**GOAL OF THE EXERCISE**
Reproduce the following material verbatim, line by line, with no alterations.

Segment Start: RECORDS PROVIDED

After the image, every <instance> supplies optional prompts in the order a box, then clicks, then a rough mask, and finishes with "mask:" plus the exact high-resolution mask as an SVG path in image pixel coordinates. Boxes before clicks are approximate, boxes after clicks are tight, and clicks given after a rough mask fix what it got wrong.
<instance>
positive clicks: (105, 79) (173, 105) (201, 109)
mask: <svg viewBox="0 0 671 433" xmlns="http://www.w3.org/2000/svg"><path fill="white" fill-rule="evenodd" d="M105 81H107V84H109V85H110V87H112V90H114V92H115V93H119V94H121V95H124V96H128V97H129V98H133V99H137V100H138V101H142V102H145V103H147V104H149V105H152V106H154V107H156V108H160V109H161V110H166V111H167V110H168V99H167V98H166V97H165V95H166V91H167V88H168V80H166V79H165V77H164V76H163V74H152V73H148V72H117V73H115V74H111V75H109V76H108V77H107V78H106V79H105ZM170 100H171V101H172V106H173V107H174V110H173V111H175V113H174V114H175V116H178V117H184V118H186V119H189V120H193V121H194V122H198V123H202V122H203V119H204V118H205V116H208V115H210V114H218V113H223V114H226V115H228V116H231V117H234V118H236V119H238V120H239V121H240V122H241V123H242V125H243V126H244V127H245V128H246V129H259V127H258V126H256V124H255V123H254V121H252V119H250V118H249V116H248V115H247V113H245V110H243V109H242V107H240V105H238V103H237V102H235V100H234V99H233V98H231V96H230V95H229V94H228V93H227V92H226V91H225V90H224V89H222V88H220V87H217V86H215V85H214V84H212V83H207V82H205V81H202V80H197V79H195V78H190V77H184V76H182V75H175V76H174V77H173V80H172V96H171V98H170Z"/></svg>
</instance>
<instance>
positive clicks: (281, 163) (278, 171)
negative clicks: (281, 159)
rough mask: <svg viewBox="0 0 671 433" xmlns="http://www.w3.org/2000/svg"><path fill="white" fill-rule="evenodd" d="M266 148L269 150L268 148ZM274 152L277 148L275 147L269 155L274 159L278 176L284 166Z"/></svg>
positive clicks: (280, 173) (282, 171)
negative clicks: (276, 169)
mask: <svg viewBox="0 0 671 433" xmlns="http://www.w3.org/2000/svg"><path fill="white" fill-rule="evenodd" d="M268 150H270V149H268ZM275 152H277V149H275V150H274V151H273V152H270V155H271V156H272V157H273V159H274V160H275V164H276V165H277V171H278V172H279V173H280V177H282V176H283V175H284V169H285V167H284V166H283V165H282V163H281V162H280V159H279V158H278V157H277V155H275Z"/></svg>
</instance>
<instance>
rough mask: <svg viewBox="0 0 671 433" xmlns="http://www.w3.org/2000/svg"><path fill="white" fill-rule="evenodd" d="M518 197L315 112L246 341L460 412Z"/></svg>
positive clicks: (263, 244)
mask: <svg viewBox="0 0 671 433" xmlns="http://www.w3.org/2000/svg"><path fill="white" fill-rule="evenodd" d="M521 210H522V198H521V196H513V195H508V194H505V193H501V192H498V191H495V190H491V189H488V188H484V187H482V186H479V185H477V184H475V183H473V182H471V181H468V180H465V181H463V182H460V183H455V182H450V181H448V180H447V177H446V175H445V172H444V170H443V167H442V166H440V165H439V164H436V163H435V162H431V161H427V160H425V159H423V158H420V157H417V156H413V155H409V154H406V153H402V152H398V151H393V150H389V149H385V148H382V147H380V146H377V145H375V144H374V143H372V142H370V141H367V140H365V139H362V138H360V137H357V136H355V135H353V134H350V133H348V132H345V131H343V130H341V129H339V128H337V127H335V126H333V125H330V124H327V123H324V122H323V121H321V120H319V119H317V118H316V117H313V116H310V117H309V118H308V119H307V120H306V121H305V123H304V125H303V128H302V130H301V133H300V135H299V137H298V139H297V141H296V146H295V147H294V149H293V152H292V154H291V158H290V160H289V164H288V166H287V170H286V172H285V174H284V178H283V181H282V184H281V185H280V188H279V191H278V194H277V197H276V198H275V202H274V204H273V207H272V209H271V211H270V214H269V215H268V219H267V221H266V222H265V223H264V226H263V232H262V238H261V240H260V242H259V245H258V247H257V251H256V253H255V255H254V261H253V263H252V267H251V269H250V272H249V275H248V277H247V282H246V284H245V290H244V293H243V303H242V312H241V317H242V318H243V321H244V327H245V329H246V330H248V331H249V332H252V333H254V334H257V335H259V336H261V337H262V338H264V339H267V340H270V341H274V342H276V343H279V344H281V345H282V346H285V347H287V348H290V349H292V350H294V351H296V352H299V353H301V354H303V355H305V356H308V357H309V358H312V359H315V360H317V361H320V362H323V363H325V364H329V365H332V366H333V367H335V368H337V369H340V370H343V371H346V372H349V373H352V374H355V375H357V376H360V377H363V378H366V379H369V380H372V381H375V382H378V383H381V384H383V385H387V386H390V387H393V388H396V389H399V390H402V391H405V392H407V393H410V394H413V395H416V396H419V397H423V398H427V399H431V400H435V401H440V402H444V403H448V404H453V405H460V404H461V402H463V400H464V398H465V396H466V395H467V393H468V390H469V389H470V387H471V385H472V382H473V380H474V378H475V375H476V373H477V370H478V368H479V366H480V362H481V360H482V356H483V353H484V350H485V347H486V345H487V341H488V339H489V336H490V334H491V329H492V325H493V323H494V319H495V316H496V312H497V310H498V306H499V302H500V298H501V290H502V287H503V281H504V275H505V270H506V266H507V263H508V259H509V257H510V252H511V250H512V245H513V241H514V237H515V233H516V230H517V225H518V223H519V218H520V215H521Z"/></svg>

Segment End: RECORDS PROVIDED

**COMPLETED EXERCISE**
After the image, every <instance> supplies optional prompts in the order a box, then clicks, then a rough mask, and finishes with "mask:" plus the exact high-resolution mask as an SVG path in image pixel coordinates. Boxes before clicks are approximate, boxes after clicks are tight, and clicks given after a rough mask fix what it got wrong.
<instance>
positive clicks: (105, 79) (173, 105) (201, 109)
mask: <svg viewBox="0 0 671 433" xmlns="http://www.w3.org/2000/svg"><path fill="white" fill-rule="evenodd" d="M105 81H107V84H109V85H110V87H112V90H114V92H115V93H119V94H121V95H124V96H128V97H129V98H133V99H137V100H138V101H142V102H145V103H147V104H149V105H152V106H154V107H156V108H160V109H161V110H166V111H167V110H168V99H167V98H166V97H165V95H166V91H167V88H168V80H166V79H165V77H164V76H163V74H152V73H148V72H117V73H115V74H111V75H109V76H108V77H107V78H106V79H105ZM170 100H171V101H172V106H173V107H174V110H173V111H175V113H174V114H175V116H178V117H184V118H186V119H189V120H193V121H194V122H198V123H202V122H203V119H204V118H205V116H208V115H210V114H218V113H223V114H226V115H228V116H231V117H234V118H236V119H238V120H239V121H240V122H241V123H242V125H243V126H244V127H245V128H246V129H259V127H258V126H256V124H255V123H254V121H252V119H250V118H249V116H248V115H247V113H245V110H243V109H242V107H240V105H238V103H237V102H235V100H234V99H233V98H231V96H230V95H229V94H228V93H227V92H226V91H225V90H224V89H222V88H220V87H217V86H215V85H214V84H212V83H207V82H205V81H202V80H197V79H195V78H190V77H184V76H182V75H175V76H174V77H173V80H172V96H171V98H170Z"/></svg>
</instance>
<instance>
positive clicks: (281, 163) (278, 171)
negative clicks: (281, 159)
rough mask: <svg viewBox="0 0 671 433" xmlns="http://www.w3.org/2000/svg"><path fill="white" fill-rule="evenodd" d="M266 148L269 150L268 148ZM274 152L277 148L275 147L269 155L274 159L278 176L284 166Z"/></svg>
positive clicks: (280, 173) (282, 171)
negative clicks: (276, 169)
mask: <svg viewBox="0 0 671 433" xmlns="http://www.w3.org/2000/svg"><path fill="white" fill-rule="evenodd" d="M268 150H270V149H268ZM275 152H277V149H275V150H274V151H273V152H270V155H271V156H272V157H273V159H274V160H275V164H276V165H277V171H278V172H279V173H280V177H282V176H283V175H284V169H285V167H284V166H283V165H282V163H281V162H280V159H279V158H278V157H277V155H275Z"/></svg>
</instance>
<instance>
rough mask: <svg viewBox="0 0 671 433" xmlns="http://www.w3.org/2000/svg"><path fill="white" fill-rule="evenodd" d="M518 197L315 112L246 341L460 412Z"/></svg>
positive clicks: (263, 244)
mask: <svg viewBox="0 0 671 433" xmlns="http://www.w3.org/2000/svg"><path fill="white" fill-rule="evenodd" d="M521 210H522V198H521V196H513V195H508V194H505V193H501V192H498V191H495V190H491V189H488V188H484V187H482V186H479V185H477V184H475V183H473V182H471V181H468V180H465V181H463V182H460V183H455V182H450V181H448V180H447V177H446V175H445V172H444V170H443V167H442V166H440V165H439V164H436V163H435V162H431V161H427V160H425V159H423V158H420V157H417V156H413V155H409V154H406V153H402V152H398V151H393V150H389V149H385V148H382V147H380V146H377V145H375V144H374V143H372V142H370V141H367V140H365V139H362V138H360V137H357V136H355V135H353V134H350V133H348V132H345V131H343V130H341V129H339V128H337V127H335V126H333V125H330V124H327V123H324V122H323V121H321V120H319V119H317V118H316V117H313V116H310V117H309V118H308V119H307V120H306V121H305V123H304V125H303V128H302V130H301V133H300V135H299V137H298V139H297V141H296V146H295V147H294V149H293V152H292V154H291V158H290V160H289V164H288V166H287V170H286V172H285V174H284V178H283V181H282V184H281V185H280V188H279V191H278V194H277V197H276V198H275V202H274V204H273V207H272V209H271V211H270V214H269V215H268V219H267V221H266V222H265V223H264V226H263V232H262V238H261V240H260V242H259V245H258V247H257V251H256V253H255V255H254V261H253V263H252V267H251V269H250V272H249V275H248V277H247V282H246V284H245V290H244V293H243V303H242V312H241V317H242V318H243V321H244V327H245V329H246V330H248V331H249V332H252V333H254V334H257V335H259V336H261V337H262V338H264V339H267V340H270V341H274V342H276V343H279V344H281V345H282V346H285V347H287V348H290V349H292V350H294V351H296V352H299V353H301V354H303V355H305V356H308V357H309V358H312V359H315V360H317V361H320V362H323V363H325V364H329V365H332V366H333V367H335V368H337V369H340V370H343V371H346V372H349V373H352V374H355V375H357V376H360V377H363V378H366V379H369V380H372V381H375V382H378V383H381V384H383V385H387V386H390V387H393V388H396V389H399V390H402V391H405V392H407V393H410V394H413V395H416V396H419V397H423V398H427V399H431V400H435V401H440V402H444V403H448V404H453V405H460V404H461V402H463V400H464V398H465V396H466V395H467V393H468V390H469V389H470V387H471V385H472V382H473V380H474V378H475V375H476V373H477V370H478V368H479V366H480V362H481V360H482V356H483V353H484V350H485V347H486V345H487V341H488V339H489V336H490V334H491V329H492V325H493V323H494V319H495V316H496V312H497V310H498V306H499V302H500V298H501V290H502V287H503V281H504V275H505V270H506V266H507V263H508V259H509V257H510V252H511V250H512V245H513V241H514V237H515V233H516V230H517V225H518V223H519V218H520V215H521Z"/></svg>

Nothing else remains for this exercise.